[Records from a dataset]

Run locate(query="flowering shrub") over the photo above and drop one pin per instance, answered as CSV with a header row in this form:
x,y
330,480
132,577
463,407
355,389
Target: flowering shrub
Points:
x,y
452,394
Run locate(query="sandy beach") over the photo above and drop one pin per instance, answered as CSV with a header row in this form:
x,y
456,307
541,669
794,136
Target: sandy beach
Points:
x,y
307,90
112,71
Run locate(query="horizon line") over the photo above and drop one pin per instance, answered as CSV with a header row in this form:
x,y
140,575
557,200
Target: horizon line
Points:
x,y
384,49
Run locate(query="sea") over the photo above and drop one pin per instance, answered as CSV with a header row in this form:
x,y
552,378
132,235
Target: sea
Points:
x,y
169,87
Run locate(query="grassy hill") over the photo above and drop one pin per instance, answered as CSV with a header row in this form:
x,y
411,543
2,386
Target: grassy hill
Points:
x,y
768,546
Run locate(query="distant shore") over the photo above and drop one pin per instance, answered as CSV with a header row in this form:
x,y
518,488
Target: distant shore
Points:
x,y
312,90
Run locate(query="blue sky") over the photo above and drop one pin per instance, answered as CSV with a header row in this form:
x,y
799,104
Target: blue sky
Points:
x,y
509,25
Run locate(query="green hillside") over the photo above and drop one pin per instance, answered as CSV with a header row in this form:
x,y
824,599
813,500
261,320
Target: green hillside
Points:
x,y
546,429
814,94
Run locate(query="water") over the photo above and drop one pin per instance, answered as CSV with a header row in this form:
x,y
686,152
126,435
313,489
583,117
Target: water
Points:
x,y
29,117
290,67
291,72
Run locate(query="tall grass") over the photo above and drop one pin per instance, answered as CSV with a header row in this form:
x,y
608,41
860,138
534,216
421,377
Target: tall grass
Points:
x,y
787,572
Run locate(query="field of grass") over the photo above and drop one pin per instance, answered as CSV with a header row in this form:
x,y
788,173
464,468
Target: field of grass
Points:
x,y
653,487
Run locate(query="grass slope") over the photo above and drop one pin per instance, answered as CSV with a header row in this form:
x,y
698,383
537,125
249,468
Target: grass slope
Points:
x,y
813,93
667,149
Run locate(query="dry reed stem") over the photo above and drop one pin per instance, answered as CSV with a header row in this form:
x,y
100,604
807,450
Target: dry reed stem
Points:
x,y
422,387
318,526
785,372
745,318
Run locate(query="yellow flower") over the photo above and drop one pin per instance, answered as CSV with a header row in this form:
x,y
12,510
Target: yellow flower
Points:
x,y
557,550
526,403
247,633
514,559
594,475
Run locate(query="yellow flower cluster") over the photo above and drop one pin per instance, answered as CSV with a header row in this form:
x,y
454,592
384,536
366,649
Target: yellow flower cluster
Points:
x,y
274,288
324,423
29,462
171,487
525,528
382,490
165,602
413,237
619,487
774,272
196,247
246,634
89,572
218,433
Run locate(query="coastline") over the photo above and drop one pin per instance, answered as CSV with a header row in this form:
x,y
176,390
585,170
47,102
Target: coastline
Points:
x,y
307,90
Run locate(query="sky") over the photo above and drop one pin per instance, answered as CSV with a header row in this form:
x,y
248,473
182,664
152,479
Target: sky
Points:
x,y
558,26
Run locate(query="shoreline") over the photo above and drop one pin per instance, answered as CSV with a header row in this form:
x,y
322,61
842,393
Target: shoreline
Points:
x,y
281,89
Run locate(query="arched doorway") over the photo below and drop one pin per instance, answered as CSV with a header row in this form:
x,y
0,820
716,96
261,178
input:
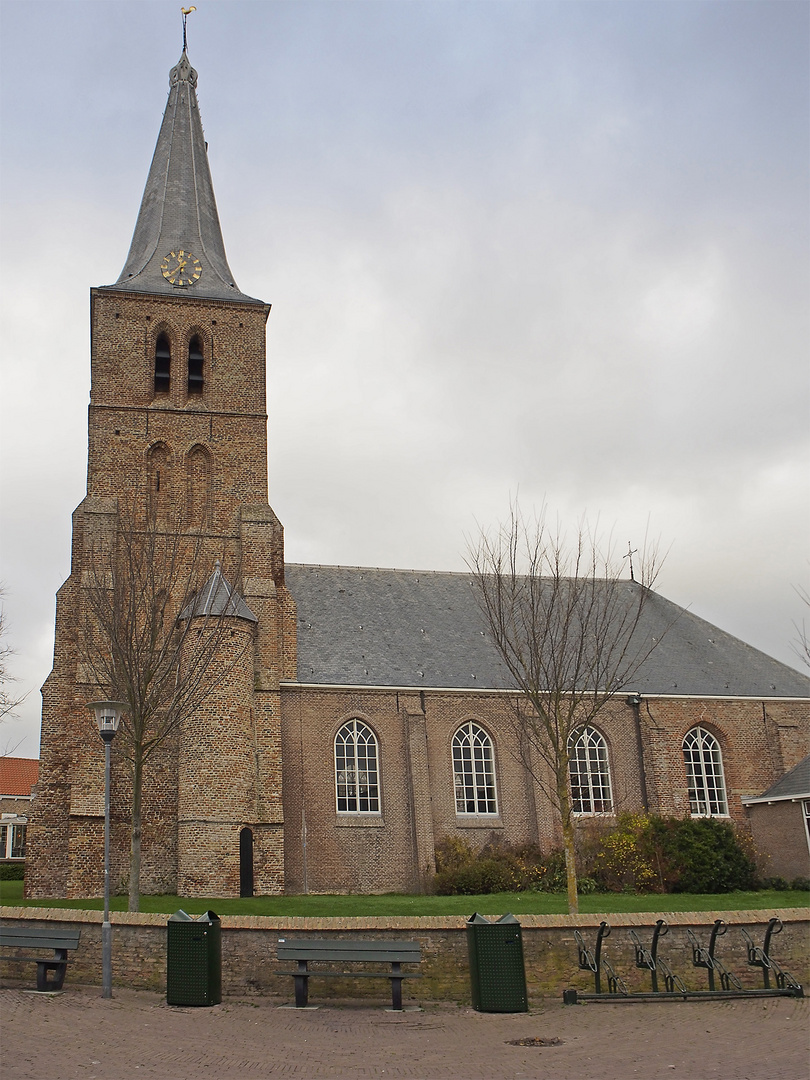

**Task objective**
Pick out every line of the rows above that contains the string "flowering". Case matters.

**Right answer**
Run locate(query="flowering shrub") over the photo above and drop one pin per instance, answered as CSV with a header row in this form:
Target: flowering shrub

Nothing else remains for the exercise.